## [WHAT YOU HAVE TO DO]
Please reproduce every line of the items below, requests included, shifting each coordinate in the answers up by 30. Leave out the pictures, and keep the numbers in the requests and their format samples unchanged.

════════════════

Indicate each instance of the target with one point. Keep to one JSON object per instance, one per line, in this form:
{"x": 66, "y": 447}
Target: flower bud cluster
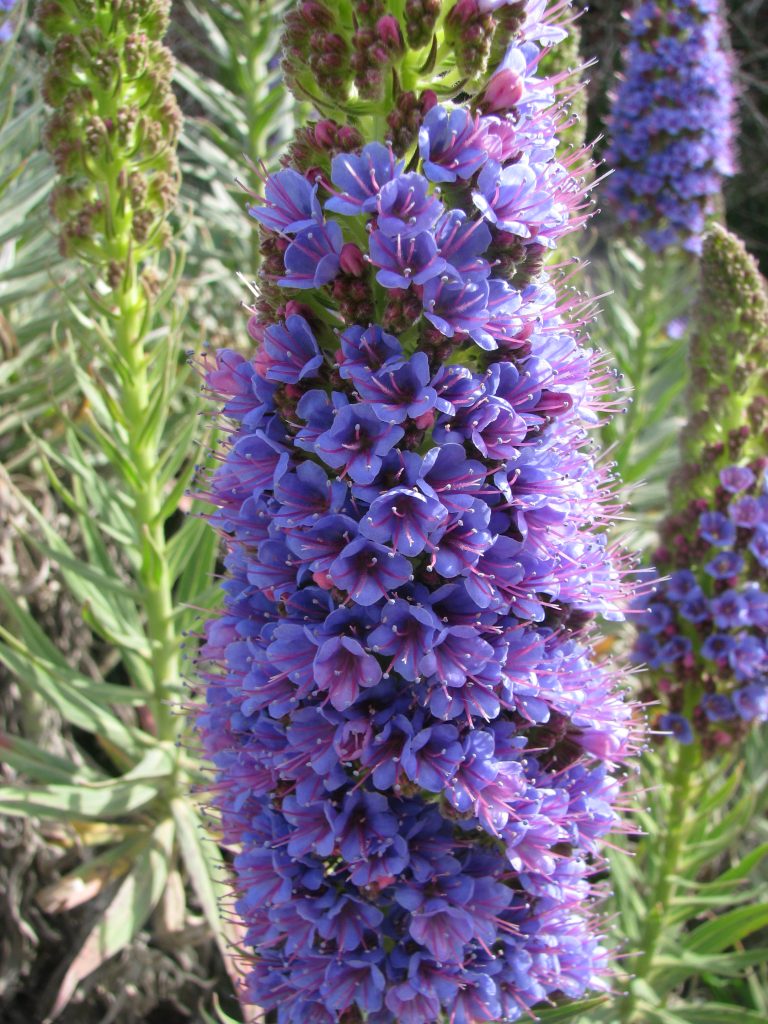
{"x": 416, "y": 745}
{"x": 115, "y": 122}
{"x": 672, "y": 122}
{"x": 704, "y": 635}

════════════════

## [TASK ANSWER]
Indicate each instance of the target with one point. Keep to one JSON object per instance, one per line, in this form:
{"x": 66, "y": 447}
Target: flower bud cluster
{"x": 446, "y": 775}
{"x": 145, "y": 152}
{"x": 702, "y": 152}
{"x": 734, "y": 665}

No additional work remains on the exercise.